### SOURCE PASSAGE
▼▼▼

Ok, so I’m going to sound snobby when I list all these, but well, I’m going to do it anyway. On the strength of the popularity of my post about the top ten baked goods I just don’t understand, here’s the top ten things restaurants and cafes do which drive me crazy!

1. Fake or overly ambitious menu descriptions. For example, when ‘a medley of seasonal vegetables’ is peas, corn and carrot clearly ‘freshly picked’ from a frozen bag. Or, as happened recently at The Lab Nitrogen Gelato, ice-cream claimed to be topped with brownie pieces (note the plural) and what I received was ice-cream with one single brownie piece approximately one centimetre by one centimetre in size. Fake or dubious location descriptions also annoy me – for instance Po River Calamari? I’m pretty sure that’s a freshwater river in Europe, meaning any calamari in it are very very lost!

2. Risotto arriving in under 10 minutes. You can’t make a risotto that quickly unless it’s precooked and you’re just heating it up. In which case it’s going to be claggy and/or full of cream and I could make something better at home, for half the cost.

3. When the dessert menu is separate from the main menu so you can’t strategise. I’ve written on this one before – see last week’s post on this very issue.

4. Staff who discriminate because you look young and/or casually dressed. I like to eat at some fancy places. I’m willing to spend a fair bit of money on a special meal. And my money is exactly as good as anyone else’s, however, there’s been a few posh places I’ve walked into with other young(ish) people and gotten cold or neglectful service because we look young and like we don’t know any better. There’s also been cases where waiters have reacted with surprise and/or changed their attitude very quickly when we’ve ordered a bottle or two of nice (expensive) wine.

A like rather than a dislike: tomato, asparagus and ricotta brioche at Dolcetti, with super friendly service as well.

A like rather than a dislike: tomato, asparagus and ricotta brioche at Dolcetti, with super friendly service as well.

5. Staff not telling you when items on the menu are unavailable until after you go to order them. It’s just disappointing and it requires you to make a snap decision about what you’ll have instead.

6. A lack of signals on the menu indicating what’s vegetarian (or gf for the glutards out there). Yes, I can just check with the staff, but it feels a little annoying on my part. I’d much rather just know what my options are. In this same category is putting a ‘V’ next to things that are clearly not vegetarian. What does this mean? Is there a veggie version available? Or do they just think anchovies are vegetarian?

7. Beautiful restaurant fit outs with dingy/dirty/outside/cold bathrooms. There’s a lot of culprits here. Twenty&Six Espresso is light and bright and hip, but they have a shed-like outdoor toilet. Similarly The Estelle in Northcote is great, but their toilets are below par. Ditto several places on Lygon Street with great pasta and poor plumbing.

▲▲▲

### Stored dataset items

▼▼▼

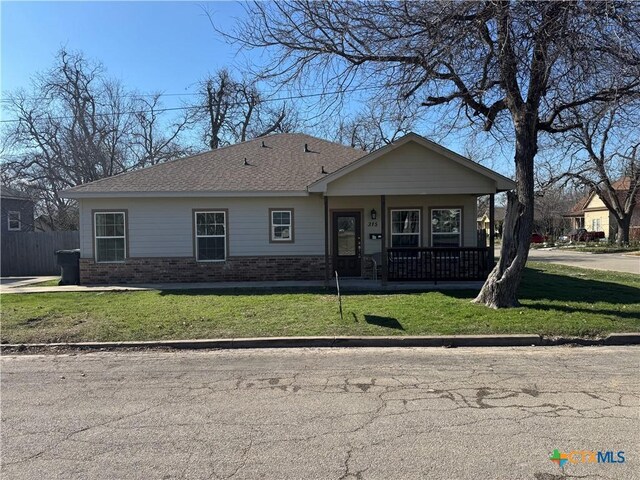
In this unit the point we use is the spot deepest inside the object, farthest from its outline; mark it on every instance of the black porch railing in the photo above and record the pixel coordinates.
(440, 263)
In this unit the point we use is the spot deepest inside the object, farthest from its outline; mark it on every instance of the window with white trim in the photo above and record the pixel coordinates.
(13, 221)
(281, 225)
(446, 227)
(405, 228)
(110, 236)
(211, 236)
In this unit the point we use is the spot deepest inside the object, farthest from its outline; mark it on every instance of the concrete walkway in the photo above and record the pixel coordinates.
(346, 285)
(614, 262)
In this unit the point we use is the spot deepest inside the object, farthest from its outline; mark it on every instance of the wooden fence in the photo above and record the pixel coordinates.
(33, 253)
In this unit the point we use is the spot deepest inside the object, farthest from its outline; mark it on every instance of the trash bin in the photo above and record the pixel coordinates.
(69, 261)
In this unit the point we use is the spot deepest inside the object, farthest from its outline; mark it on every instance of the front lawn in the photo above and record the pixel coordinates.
(557, 300)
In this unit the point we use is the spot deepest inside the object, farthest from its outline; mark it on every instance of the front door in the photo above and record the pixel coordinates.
(347, 244)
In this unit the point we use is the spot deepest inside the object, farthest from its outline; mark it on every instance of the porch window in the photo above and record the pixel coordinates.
(110, 236)
(445, 227)
(281, 225)
(13, 220)
(211, 236)
(405, 228)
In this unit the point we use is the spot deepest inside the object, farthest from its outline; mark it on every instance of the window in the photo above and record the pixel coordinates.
(405, 228)
(13, 220)
(445, 227)
(211, 236)
(110, 236)
(281, 226)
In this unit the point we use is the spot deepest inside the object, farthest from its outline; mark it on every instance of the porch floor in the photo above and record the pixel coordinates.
(346, 285)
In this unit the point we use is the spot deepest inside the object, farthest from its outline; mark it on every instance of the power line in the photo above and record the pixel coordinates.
(196, 107)
(140, 95)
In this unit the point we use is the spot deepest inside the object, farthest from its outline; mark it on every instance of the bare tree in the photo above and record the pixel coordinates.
(154, 141)
(607, 160)
(377, 125)
(518, 67)
(76, 126)
(232, 111)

▲▲▲

### TASK SET
(1) In the post on restaurant and cafe annoyances, rewrite more briefly the paragraph beginning "7. Beautiful restaurant fit outs", keeping its main facts.
(2) Quote the stretch of the records from the line containing "of the power" through the end of the records.

### ANSWER LIST
(1) 7. Attractive restaurant fit outs with dingy, dirty, outside or cold bathrooms. Many places are guilty of this. Twenty&Six Espresso is light, bright and hip but has a shed-like outdoor toilet. The Estelle in Northcote is great, but its toilets are below par. Several Lygon Street places pair great pasta with poor plumbing.

(2)
In this unit the point we use is the spot deepest inside the object, farthest from its outline; mark it on every instance of the power line in the photo above and record the pixel coordinates.
(196, 107)
(140, 95)
In this unit the point we use is the spot deepest inside the object, farthest from its outline; mark it on every instance of the bare tree in the photo above and record the pixel coordinates.
(154, 141)
(607, 160)
(377, 125)
(518, 67)
(76, 126)
(232, 111)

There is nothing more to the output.